* CONSIGNE 1
Pouvez-vous retranscrire intégralement, sans rien modifier, l'article sur le double parrainage diplomatique de Washington et Doha ?

* TEXTE FOURNI
Washington et Doha : architecture d’un double parrainage diplomatique
En plaçant côte à côte, dans le Bureau ovale, les chefs de la diplomatie congolaise et rwandaise, Donald Trump a voulu afficher la capacité des États-Unis à refermer un chapitre de trois décennies de violences dans les Grands Lacs. Le même décor hollywoodien avait accompagné, en mars, la poignée de main organisée par l’émir Tamim Ben Hamad Al-Thani à Doha. De ce diptyque diplomatique naît un dispositif inédit : Washington fournit la caution stratégique, Doha la facilitation discrète mais persistante. « Le tandem fonctionne parce que chacun y trouve son intérêt : les Américains un levier géo-économique, les Qataris un prestige international », résume un diplomate africain accrédité auprès de l’Union africaine.

* DONNÉES FOURNIES
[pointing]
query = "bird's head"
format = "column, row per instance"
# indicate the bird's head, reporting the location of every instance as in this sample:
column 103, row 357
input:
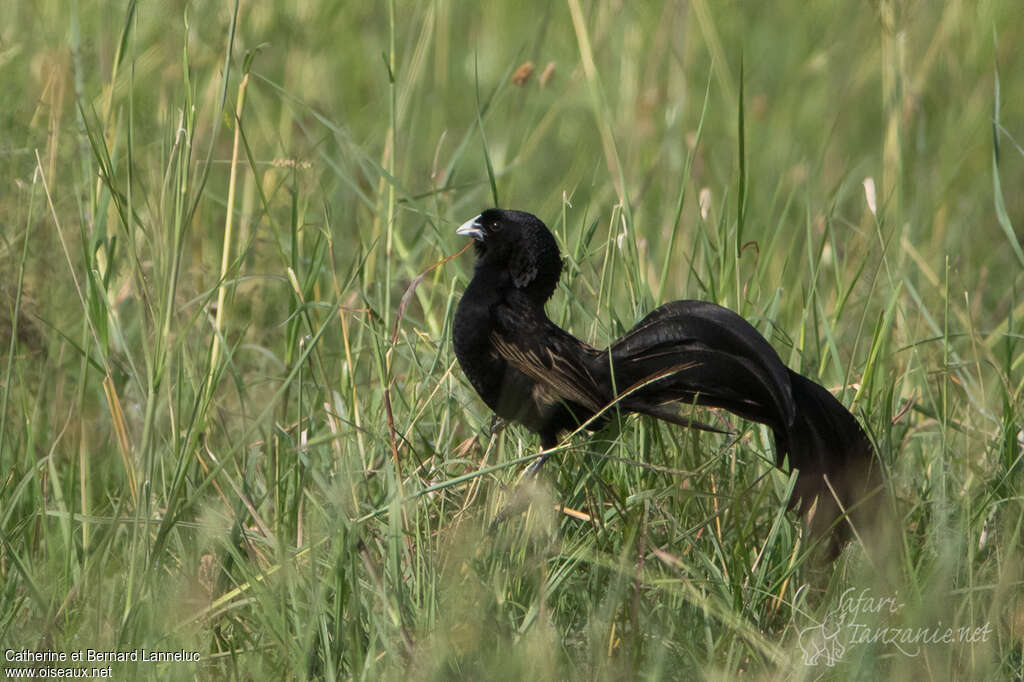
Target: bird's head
column 518, row 244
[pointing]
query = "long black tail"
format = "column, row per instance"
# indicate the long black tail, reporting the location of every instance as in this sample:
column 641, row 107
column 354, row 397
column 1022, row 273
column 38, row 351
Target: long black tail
column 724, row 363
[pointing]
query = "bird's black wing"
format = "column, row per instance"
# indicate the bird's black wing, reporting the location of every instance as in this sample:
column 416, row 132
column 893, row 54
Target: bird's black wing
column 556, row 360
column 726, row 363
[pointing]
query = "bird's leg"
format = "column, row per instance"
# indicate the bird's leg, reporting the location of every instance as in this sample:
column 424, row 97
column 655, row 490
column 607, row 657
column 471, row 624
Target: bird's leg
column 519, row 501
column 497, row 424
column 546, row 444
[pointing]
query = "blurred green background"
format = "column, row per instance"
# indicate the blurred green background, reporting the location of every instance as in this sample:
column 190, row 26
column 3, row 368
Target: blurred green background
column 231, row 419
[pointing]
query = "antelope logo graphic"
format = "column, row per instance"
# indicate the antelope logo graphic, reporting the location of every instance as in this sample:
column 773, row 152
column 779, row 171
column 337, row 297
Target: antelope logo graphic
column 820, row 643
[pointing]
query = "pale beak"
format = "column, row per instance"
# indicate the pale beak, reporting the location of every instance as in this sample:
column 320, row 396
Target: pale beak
column 471, row 227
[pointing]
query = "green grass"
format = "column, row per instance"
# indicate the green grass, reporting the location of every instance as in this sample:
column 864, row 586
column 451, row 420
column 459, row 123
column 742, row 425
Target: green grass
column 231, row 418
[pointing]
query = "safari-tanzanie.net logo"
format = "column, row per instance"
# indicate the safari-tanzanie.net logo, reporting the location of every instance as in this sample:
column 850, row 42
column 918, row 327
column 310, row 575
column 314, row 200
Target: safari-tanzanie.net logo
column 862, row 617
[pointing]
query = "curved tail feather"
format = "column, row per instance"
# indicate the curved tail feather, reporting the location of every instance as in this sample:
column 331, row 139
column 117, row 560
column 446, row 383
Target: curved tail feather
column 726, row 364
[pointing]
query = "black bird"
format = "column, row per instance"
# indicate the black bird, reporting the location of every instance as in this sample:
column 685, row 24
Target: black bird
column 528, row 370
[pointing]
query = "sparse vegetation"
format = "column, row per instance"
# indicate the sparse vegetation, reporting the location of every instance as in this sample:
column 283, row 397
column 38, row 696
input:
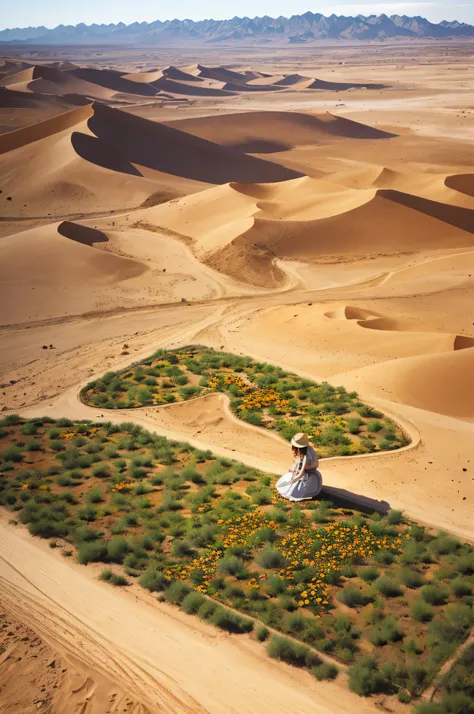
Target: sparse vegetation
column 260, row 393
column 189, row 527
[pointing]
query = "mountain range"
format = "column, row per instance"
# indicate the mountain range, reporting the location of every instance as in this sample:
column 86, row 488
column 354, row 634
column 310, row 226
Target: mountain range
column 305, row 28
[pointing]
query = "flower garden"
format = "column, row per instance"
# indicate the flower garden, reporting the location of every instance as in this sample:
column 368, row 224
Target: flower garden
column 338, row 423
column 322, row 586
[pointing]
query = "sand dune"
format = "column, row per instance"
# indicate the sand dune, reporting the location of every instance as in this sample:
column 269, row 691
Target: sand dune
column 47, row 80
column 49, row 127
column 351, row 312
column 169, row 150
column 425, row 185
column 308, row 219
column 439, row 383
column 262, row 132
column 64, row 274
column 188, row 88
column 210, row 418
column 114, row 81
column 341, row 86
column 24, row 75
column 464, row 183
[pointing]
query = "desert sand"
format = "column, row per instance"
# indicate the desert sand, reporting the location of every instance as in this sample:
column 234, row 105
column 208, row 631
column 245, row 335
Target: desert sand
column 312, row 209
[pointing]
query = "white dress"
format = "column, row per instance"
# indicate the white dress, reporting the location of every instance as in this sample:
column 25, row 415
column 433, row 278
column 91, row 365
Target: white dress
column 308, row 486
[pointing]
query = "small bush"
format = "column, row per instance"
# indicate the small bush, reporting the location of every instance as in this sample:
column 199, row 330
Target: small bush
column 365, row 678
column 117, row 549
column 262, row 634
column 270, row 558
column 434, row 594
column 325, row 671
column 422, row 611
column 369, row 574
column 153, row 580
column 230, row 621
column 387, row 587
column 404, row 697
column 95, row 495
column 118, row 580
column 387, row 631
column 106, row 575
column 374, row 426
column 207, row 610
column 288, row 651
column 352, row 597
column 394, row 517
column 92, row 552
column 231, row 565
column 192, row 602
column 461, row 587
column 411, row 578
column 176, row 592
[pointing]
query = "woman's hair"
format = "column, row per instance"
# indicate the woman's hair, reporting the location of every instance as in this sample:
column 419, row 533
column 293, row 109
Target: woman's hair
column 300, row 450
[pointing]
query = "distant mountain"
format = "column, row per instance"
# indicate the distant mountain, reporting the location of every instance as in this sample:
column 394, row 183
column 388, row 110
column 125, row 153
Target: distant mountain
column 306, row 28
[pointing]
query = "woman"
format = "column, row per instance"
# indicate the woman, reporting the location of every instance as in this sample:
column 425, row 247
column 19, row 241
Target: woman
column 303, row 481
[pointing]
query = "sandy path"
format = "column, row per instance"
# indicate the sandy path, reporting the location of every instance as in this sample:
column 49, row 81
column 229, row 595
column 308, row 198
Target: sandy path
column 169, row 662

* CONSIGNE 2
Pouvez-vous extraire à l'identique les lignes de données, depuis la toute première jusqu'à celle qui contient "column 724, row 363" incluse, en laissant les images de côté ?

* CORRIGÉ 1
Washington et Doha : architecture d’un double parrainage diplomatique
En plaçant côte à côte, dans le Bureau ovale, les chefs de la diplomatie congolaise et rwandaise, Donald Trump a voulu afficher la capacité des États-Unis à refermer un chapitre de trois décennies de violences dans les Grands Lacs. Le même décor hollywoodien avait accompagné, en mars, la poignée de main organisée par l’émir Tamim Ben Hamad Al-Thani à Doha. De ce diptyque diplomatique naît un dispositif inédit : Washington fournit la caution stratégique, Doha la facilitation discrète mais persistante. « Le tandem fonctionne parce que chacun y trouve son intérêt : les Américains un levier géo-économique, les Qataris un prestige international », résume un diplomate africain accrédité auprès de l’Union africaine.

* CORRIGÉ 2
[pointing]
query = "bird's head"
format = "column, row per instance"
# indicate the bird's head, reporting the location of every instance as in this sample:
column 103, row 357
input:
Target: bird's head
column 518, row 244
[pointing]
query = "long black tail"
format = "column, row per instance"
# indicate the long black tail, reporting the location of every instance as in this sample:
column 641, row 107
column 354, row 397
column 1022, row 273
column 38, row 351
Target: long black tail
column 724, row 363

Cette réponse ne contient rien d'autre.